**INFORMATION SHOWN**
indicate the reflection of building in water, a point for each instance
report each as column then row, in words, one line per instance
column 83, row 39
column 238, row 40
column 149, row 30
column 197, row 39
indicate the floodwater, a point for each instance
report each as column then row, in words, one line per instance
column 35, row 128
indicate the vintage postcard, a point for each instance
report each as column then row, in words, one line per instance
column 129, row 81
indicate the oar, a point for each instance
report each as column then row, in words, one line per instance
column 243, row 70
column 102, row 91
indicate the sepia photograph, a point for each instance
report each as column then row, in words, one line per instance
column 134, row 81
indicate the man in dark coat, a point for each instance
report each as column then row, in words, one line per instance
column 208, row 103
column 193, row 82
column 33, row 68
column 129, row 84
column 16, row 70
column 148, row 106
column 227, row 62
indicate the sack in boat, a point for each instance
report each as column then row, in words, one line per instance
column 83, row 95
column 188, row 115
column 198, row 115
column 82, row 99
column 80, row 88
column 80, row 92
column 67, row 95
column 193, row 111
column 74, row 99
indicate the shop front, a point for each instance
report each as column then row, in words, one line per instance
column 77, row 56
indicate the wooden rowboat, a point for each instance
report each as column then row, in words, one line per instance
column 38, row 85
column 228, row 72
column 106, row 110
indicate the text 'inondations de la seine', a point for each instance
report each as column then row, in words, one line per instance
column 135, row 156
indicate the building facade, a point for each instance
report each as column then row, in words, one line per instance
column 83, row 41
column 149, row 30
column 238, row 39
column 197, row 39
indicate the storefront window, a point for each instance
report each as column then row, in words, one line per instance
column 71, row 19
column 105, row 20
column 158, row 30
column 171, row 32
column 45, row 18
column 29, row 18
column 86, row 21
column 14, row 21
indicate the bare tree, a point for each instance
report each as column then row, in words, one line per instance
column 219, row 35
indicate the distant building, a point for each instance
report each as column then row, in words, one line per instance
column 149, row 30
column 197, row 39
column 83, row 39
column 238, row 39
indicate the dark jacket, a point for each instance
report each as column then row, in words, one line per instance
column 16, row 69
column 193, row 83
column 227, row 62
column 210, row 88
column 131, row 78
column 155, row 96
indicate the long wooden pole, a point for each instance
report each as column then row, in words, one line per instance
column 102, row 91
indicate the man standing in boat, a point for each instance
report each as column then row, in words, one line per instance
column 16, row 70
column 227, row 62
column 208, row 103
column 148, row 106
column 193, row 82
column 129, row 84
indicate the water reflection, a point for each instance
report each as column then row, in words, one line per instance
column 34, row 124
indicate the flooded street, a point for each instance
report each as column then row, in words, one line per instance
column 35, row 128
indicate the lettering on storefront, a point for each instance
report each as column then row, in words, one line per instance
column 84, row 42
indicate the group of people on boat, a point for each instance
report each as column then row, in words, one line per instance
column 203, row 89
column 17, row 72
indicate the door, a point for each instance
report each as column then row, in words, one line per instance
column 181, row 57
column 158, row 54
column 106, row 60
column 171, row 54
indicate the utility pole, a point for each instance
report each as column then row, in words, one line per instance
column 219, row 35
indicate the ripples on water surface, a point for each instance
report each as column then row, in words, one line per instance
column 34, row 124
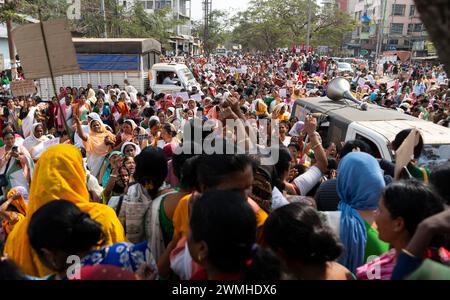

**WHAT TO DO**
Copy out all the data exactly, skipping the pictures.

**EXERCISE RESPONSE**
indicate the reflection of building in water, a point for each instance
report each as column then row, in words, one line per instance
column 83, row 39
column 238, row 40
column 149, row 30
column 197, row 39
indicate the floodwater, a point for each instance
report each as column then row, in words, one line per instance
column 35, row 128
indicate the vintage postcard, a point for each instance
report each as column then row, in words, one line per instance
column 129, row 81
indicate the oar, a point for each instance
report each as column then row, in words, one line per instance
column 243, row 70
column 102, row 91
indicate the sepia photograph, a point for each instance
report each as column then row, in words, one line per instance
column 134, row 81
indicate the man in dark coat, a point for each instance
report each as column then row, in words, one line per instance
column 208, row 103
column 193, row 82
column 33, row 68
column 129, row 84
column 16, row 70
column 148, row 106
column 227, row 62
indicate the sack in boat, a point for each instance
report each as column then row, in words, one line per instance
column 83, row 95
column 188, row 115
column 198, row 115
column 82, row 99
column 80, row 88
column 80, row 92
column 67, row 95
column 193, row 111
column 74, row 99
indicate the shop front, a point for each instance
report each as column then row, in words, one line per instance
column 77, row 56
indicate the wooden rowboat, a point for each instance
report each as column then row, in words, one line per instance
column 38, row 85
column 228, row 72
column 106, row 110
indicate the text 'inondations de la seine', a point for each instance
report each as column then row, in words, one line per instance
column 135, row 156
indicate the building facade, a point for each instance
report each as column then row, in words, one line per instance
column 83, row 41
column 149, row 30
column 238, row 39
column 197, row 39
indicate the storefront window, a point for each instance
report each as column then row, in words, one line per instance
column 71, row 19
column 105, row 20
column 158, row 30
column 171, row 32
column 45, row 18
column 29, row 18
column 86, row 21
column 14, row 21
indicate the bare tree, a point for each instance
report each as column then row, in words, one line per instance
column 219, row 35
indicate the distant building, a point for each instance
report each as column then row, in words, one line per instance
column 149, row 30
column 197, row 39
column 83, row 39
column 238, row 39
indicate the dark jacket, a point for each instance
report each as column then row, in words, one line per instance
column 16, row 69
column 193, row 83
column 227, row 62
column 210, row 88
column 131, row 78
column 155, row 96
indicate the long wooden pole, a point for each instance
report each as column then row, in words, one line per instance
column 102, row 91
indicate the man standing in boat, a point for each instance
report each as column then row, in words, one line per instance
column 16, row 70
column 227, row 62
column 208, row 103
column 148, row 106
column 193, row 82
column 129, row 84
indicate the water reflection, a point for each instance
report each as column then row, in words, one line per instance
column 34, row 124
indicate the flooded street, a point for each instance
report each as column then row, in words, one line per instance
column 35, row 128
indicate the lettering on storefront, a point for each instance
report each as column then row, in words, one line per instance
column 84, row 42
indicate the group of people on boat, a point for each instance
report each as column then row, in words, one line per instance
column 203, row 89
column 17, row 72
indicate the door, a point for each instance
report each as column then row, in words, one line per instance
column 181, row 57
column 158, row 54
column 106, row 60
column 171, row 54
indicate the utility pole, a point for each instance
report each as column then row, in words, one line per instance
column 219, row 35
indicate the ripples on water surface, a point for each instance
report each as column then row, in words, one line per instance
column 34, row 124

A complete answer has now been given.